TEXT TO READ -
BEGIN

From a review in Fanfare by Steven Kruger:

"The dynamic range of the performance is impressive here, immediately noticeable at the opening. Nézet-Séguin is masterful at finding meaning in anything quiet. But as the music comes to life, one finds a veil over the middle and upper reaches of the orchestra. The sound is rich but opaque. Upper string passages seem muffled by the presence of the chorus. And the bass drum now thickens every moment in which it participates to an unnatural degree. It is obvious that a microphone is nearly on top of it.
[...]
I have never heard a Daphnis and Chloe which so much reminded me of the Brahms German Requiem."


Thank you !!!!

The Tidal search mode is simply maddening! Whether I searched in the Tidal app on my phone, on my computer, or through the squeezebox iPeng app I use to control my server (which incorporates Tidal), no search terms would call that album up. Even the one you just gave me. The only way I could get to it was from the link you just provided.

END

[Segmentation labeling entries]
BEGIN

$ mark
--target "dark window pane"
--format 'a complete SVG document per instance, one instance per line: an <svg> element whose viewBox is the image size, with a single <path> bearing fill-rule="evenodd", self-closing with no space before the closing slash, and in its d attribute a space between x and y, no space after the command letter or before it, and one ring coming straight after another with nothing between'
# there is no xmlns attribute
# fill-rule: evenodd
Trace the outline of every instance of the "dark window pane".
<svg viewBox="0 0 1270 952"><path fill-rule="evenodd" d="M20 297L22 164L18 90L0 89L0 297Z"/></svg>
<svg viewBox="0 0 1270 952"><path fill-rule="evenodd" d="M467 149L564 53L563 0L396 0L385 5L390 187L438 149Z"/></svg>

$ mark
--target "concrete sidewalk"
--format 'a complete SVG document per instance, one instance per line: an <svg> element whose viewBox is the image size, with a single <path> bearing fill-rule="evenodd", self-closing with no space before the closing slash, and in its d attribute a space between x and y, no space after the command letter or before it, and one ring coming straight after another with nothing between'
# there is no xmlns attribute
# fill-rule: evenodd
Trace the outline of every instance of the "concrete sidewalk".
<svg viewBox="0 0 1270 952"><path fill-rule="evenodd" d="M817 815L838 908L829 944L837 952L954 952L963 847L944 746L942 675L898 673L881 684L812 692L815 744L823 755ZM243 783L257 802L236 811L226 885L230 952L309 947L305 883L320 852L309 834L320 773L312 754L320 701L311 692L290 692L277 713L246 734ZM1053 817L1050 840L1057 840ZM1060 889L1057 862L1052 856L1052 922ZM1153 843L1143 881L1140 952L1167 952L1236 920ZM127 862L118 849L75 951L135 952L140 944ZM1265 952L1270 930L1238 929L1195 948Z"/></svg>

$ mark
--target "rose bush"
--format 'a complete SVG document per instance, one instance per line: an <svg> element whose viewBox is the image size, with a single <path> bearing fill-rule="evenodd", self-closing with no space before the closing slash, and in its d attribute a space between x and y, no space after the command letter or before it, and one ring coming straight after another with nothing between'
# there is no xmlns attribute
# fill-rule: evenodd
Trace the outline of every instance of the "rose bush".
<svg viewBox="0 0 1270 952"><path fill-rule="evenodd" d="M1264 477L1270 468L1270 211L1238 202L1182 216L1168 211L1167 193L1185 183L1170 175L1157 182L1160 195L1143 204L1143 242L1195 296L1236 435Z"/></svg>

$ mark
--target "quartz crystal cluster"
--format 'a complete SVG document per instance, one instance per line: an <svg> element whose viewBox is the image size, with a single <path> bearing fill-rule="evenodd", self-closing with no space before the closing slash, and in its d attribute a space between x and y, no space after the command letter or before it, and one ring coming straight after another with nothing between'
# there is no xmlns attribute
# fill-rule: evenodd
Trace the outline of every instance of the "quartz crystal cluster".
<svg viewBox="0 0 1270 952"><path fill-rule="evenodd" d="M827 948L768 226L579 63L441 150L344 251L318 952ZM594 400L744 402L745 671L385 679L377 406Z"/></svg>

END

WORK TO COMPLETE -
**A.** According to the text about a Daphnis and Chloe recording, what seems to muffle the upper string passages?
**B.** Continue the text about a Daphnis and Chloe recording, picking up right after its final sentence.

OUTPUTS BY TASK -
**A.** The presence of the chorus.

**B.**
This brings up one of my gripes with streaming. Or, at least with my experience of Tidal. I can find no way to create a music library that comes close to the organization available to my ripped CDs library. The server apps allow quite detailed categories. But the all that happens with Tidal is "save to favorites" and so every single type of music is just mashed together, and every attempt to find a certain album involves scrolling through all the favorites to try and find it. Needle in a haystack. It just sucks.

I have no idea if other streaming services allow for more powerful and easy music collection organisation, but if not, I'm amazed at how people would have switched entirely to streaming services given such a deficit.